[Image annotation data]
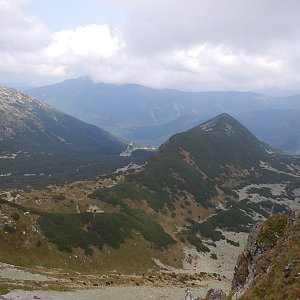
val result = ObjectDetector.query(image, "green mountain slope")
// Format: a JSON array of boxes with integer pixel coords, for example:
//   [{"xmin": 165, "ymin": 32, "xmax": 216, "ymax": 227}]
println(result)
[
  {"xmin": 0, "ymin": 88, "xmax": 142, "ymax": 186},
  {"xmin": 90, "ymin": 114, "xmax": 299, "ymax": 250},
  {"xmin": 0, "ymin": 114, "xmax": 300, "ymax": 281}
]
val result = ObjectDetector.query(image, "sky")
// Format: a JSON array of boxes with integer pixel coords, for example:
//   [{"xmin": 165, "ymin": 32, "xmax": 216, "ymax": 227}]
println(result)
[{"xmin": 0, "ymin": 0, "xmax": 300, "ymax": 91}]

EXERCISE AIM
Copy out all of the lines above word for word, leaving out the picture.

RESULT OF THE EXERCISE
val result = ObjectDetector.query(image, "green mountain slope")
// Format: a JSON array of boxes with integer pixel coords, for example:
//   [{"xmin": 165, "ymin": 32, "xmax": 216, "ymax": 227}]
println(result)
[
  {"xmin": 0, "ymin": 88, "xmax": 142, "ymax": 186},
  {"xmin": 90, "ymin": 114, "xmax": 299, "ymax": 250},
  {"xmin": 0, "ymin": 114, "xmax": 300, "ymax": 281}
]
val result = ObjectDetector.query(image, "sky")
// Format: a JSON array of boxes with integer pixel coords, for example:
//   [{"xmin": 165, "ymin": 32, "xmax": 216, "ymax": 227}]
println(result)
[{"xmin": 0, "ymin": 0, "xmax": 300, "ymax": 91}]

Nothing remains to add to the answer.